:: Исходный отрывок ::
* * * * * * * * *
ЦЕНА ОШИБКИ

24-08-2007


Памяти Игоря Моисеева

Тем, кто посвятил свою жизнь искусству, порой невероятно сложно или вовсе невозможно объяснить людям, непричастным к такой сжигающей безжалостно страсти, почему, как и для чего они сами добровольно обрекли себя на такие невероятные пожизненные душевные затраты. Редко они, эти усилия, вознаграждаются адекватно, чаще случается, что они досрочно сводят в могилу творцов, и, очевидно, никогда не приносят полного удовлетворения собственной работой и её оценкой другими. Но стремление к творчеству заложено в каждом человеке! Но только сильные духом следуют этому зову! Бесстрашно и безрассудно, не внимая обывательским доводам родителей и окружающих, они бросаются в увлекающий поток...

Мой низкий поклон им! И я не хочу слышать убедительных возражений, но сопереживаю каждому молодому человеку, мечтающему ухватить сверкающее перо Жар птицы... и готового ради этого на любые испытания.

Слава Всевышнему! Он всевидящ и справедлив и дал великому Гению танца беспримерное долголетие – в январе 2006 года Игорю Александровичу Моисееву исполняется 100 лет! Я надеюсь, что как в прежние юбилеи, он выйдет на сцену своего любимого Зала имени П.И.Чайковского, его танцы, как всегда, восхитят и вдохновят зрителей, а он поклонится после исполнения им, зрителям, под бурю рукоплесканий!

Итак, сегодня об Игоре Александровиче Моисееве – титулов его не привожу, их так много, что начни я это делать, повествование на этом бы и закончилось...

Несколько картин обыденной жизни настолько потрясли меня, что не только не могу их забыть, но с годами они становятся всё ярче и полнее. Время, как проявитель, в который опущен снимок памяти, всё отчётливее обнажает детали. Для этого необходима определённая выдержка, индивидуальная для каждой картинки, для каждого человека... порой она исчисляется годами, порой – десятилетиями.

Заворачиваю с Садового кольца с Триумфальной на улицу Горького (это теперь она Тверская, как прежде) и через седьмой подъезд мимо полусонного, обпившегося чаем вахтера, при тусклом свете переднего вестибюля не направо к лифту и входу за кулисы Зала Чайковского, а налево на запах филармонического буфета и потом вверх по лестнице со ступенями стёртыми с одной, ближней к перилам стороны... Сколько же ног тут годами шлифовало поблекший мрамор до этого нежного, женски округлого профиля?
* * * * * * * * *
:: Исходные записи ::
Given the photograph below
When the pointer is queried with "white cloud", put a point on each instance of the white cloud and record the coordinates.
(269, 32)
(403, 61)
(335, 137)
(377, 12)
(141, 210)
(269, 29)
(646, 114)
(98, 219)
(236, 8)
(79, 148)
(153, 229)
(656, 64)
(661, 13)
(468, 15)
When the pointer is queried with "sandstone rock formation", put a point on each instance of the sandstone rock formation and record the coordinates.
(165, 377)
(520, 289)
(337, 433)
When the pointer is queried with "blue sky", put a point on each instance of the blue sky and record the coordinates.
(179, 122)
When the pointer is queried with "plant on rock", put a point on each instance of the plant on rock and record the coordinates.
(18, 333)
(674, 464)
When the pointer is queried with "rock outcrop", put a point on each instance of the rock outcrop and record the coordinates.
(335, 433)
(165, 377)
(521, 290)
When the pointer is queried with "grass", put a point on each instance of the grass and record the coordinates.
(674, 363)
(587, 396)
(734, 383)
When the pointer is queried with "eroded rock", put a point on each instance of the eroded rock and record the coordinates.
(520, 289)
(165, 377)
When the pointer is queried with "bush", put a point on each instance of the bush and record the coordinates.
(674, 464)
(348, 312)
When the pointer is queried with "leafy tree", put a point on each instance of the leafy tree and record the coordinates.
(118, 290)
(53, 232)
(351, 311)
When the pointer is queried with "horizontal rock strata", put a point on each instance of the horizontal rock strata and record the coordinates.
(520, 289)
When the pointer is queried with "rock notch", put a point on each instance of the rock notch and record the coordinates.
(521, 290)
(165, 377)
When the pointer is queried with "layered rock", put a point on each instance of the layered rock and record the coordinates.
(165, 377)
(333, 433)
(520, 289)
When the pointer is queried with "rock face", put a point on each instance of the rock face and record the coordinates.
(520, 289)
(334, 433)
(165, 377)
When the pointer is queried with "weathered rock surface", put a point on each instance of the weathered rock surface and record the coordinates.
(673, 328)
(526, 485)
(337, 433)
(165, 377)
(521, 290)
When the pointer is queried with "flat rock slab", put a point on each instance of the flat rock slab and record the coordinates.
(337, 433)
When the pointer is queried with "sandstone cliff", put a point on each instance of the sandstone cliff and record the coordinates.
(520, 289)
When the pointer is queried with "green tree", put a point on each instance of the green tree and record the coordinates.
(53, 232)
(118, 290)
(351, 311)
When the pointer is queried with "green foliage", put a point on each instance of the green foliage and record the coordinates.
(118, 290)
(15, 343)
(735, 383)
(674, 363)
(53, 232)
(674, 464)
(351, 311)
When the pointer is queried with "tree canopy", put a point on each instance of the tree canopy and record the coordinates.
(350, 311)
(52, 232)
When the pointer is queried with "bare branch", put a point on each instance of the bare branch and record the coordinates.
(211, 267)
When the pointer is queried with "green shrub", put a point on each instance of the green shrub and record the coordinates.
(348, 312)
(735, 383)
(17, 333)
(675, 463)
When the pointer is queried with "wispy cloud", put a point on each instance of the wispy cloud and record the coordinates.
* * * * * * * * *
:: Требования ::
1. Сколько лет исполняется Игорю Моисееву в январе 2006 года, согласно отрывку о нем?
2. Продолжите отрывок об Игоре Моисееве, начав сразу после его последнего предложения.

:: Ответы на задания ::
1. В январе 2006 года Игорю Александровичу Моисееву исполняется 100 лет.

2.
Идти невысоко – всего два этажа, и на площадке остановиться у двустворчатой двери с филёнками, обрамляющими белые плоскости толстенных стёкол, закрашенных с внутренней строны серой масляной краской.

Народная тропа своеобразна и прихотливо непредсказуема. За дверью репетиционный зал, и наверняка неспроста протёрты в защитном слое на стёклах незаметные крошечные окошки для глаза. Вот к ним-то и влечёт меня сегодня. В решительный день для моей дочери, сдавшей экзамены в Школу-студию Ансамбля Народного танца Игоря Моисеева.

Нос и лоб упираются в холодную плоскость, и взгляд проникает в святая святых.

Суть проста. Из невероятного колличества предендентов (ориентировочно по восемьсот! человек на место) педагогами отобрано... 40! Двадцать мальчиков и двадцать девочек. Закончился ажиотаж отборочных туров с нашёптываниями и наставлениями экзаменаторам от бывших сослуживцев и друзей. Все они из балетного мира, все мечтают, чтобы дети пошли по их стопам, со всеми вытекающими из этого последствиями... а ведь это серый застойный 1982 год!.. Гастроли, заграница – другая жизнь... И приём бывает раз в четыре года... и претендентам должно быть ровно 14... Сколько нелогичных совпадений необходимо априори!

Мне некому нашёптывать и некого просить – я тут чужой, никого не знаю... но если девочка в четыре года сказала, что будет танцевать, если девочку в девять брали в балетную школу Большого театра, а она отказалась, потому что хотела танцевать только в этом Ансамбле...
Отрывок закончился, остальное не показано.